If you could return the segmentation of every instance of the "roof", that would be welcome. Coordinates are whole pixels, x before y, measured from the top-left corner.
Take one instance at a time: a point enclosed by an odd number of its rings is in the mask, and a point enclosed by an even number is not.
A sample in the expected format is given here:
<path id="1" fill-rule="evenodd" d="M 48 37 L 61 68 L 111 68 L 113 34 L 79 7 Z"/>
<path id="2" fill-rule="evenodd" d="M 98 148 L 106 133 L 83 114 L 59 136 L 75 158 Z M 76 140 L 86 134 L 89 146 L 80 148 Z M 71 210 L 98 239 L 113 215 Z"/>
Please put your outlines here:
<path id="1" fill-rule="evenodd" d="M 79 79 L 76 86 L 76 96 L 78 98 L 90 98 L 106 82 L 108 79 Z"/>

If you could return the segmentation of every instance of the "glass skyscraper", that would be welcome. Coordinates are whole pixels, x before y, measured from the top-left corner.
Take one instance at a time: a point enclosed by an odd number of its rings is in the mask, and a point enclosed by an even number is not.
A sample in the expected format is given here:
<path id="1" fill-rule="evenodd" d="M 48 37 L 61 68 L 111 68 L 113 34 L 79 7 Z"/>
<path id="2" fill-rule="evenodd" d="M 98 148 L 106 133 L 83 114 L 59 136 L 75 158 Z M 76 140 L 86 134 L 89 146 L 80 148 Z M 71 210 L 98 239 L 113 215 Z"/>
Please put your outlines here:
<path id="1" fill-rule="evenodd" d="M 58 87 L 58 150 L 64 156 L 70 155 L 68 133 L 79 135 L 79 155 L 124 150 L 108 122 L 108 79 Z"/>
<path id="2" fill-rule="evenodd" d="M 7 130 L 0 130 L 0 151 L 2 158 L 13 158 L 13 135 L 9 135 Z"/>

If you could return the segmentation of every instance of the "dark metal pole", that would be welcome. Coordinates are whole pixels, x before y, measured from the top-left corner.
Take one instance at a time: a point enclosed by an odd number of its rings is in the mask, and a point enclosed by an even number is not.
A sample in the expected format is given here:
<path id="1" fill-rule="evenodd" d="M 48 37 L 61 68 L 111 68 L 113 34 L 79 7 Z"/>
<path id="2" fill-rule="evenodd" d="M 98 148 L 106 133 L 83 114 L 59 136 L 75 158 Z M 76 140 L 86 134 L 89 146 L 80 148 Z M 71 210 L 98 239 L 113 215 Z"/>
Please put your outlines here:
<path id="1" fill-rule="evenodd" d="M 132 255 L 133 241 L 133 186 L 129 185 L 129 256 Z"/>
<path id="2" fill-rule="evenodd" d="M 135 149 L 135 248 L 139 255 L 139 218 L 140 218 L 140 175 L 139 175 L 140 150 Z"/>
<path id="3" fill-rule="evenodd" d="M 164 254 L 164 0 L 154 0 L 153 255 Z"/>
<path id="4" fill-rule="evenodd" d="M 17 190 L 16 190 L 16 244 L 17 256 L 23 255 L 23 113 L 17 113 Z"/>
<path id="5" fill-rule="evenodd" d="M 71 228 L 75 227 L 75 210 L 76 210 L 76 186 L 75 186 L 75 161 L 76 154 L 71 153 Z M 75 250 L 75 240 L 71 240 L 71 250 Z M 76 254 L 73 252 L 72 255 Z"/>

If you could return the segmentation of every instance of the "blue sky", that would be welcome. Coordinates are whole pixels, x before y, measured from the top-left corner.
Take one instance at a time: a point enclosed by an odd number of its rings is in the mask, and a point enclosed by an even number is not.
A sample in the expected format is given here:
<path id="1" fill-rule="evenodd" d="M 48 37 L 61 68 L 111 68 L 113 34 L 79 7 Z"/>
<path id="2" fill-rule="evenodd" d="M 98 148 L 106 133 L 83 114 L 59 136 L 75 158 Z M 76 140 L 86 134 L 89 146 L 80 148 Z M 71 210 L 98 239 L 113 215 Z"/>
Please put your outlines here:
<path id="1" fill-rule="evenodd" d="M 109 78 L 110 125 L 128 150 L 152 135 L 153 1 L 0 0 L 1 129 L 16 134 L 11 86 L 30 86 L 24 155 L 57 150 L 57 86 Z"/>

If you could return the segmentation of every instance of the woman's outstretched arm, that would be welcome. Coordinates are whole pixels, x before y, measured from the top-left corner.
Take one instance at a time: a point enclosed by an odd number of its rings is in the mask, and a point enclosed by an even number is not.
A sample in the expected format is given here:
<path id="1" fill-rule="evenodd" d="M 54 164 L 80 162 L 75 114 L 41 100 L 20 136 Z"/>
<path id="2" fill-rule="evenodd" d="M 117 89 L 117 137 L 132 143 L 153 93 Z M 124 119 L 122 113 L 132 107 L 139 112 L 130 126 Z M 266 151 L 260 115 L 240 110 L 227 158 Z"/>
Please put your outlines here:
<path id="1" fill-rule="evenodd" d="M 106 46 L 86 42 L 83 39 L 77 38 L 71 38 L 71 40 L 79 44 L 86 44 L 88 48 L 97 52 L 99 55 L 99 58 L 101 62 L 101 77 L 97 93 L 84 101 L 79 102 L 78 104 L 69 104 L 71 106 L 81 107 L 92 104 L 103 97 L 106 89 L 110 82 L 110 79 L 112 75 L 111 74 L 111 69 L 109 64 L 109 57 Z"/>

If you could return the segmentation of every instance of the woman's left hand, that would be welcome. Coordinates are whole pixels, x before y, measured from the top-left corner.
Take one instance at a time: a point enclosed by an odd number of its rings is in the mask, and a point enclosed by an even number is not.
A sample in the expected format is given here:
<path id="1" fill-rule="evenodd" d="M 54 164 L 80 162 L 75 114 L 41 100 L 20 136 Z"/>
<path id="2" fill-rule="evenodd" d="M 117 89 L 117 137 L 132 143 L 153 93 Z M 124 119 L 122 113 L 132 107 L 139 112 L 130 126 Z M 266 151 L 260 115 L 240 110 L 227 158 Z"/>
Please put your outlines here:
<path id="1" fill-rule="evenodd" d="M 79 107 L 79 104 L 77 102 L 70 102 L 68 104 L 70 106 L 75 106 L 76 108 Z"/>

====

## Task to carry out:
Locate every line in the material above that contains the string "woman" and copy each such line in full. Treat case as significant.

## Output of the task:
If you could return the segmentation of every instance of the woman's outstretched arm, that would be welcome. Coordinates are whole pixels, x before y, measured from the top-left corner.
If you could return the segmentation of every instance of the woman's left hand, that would be welcome. Coordinates are whole pixels, x before y, measured from the top-left corner.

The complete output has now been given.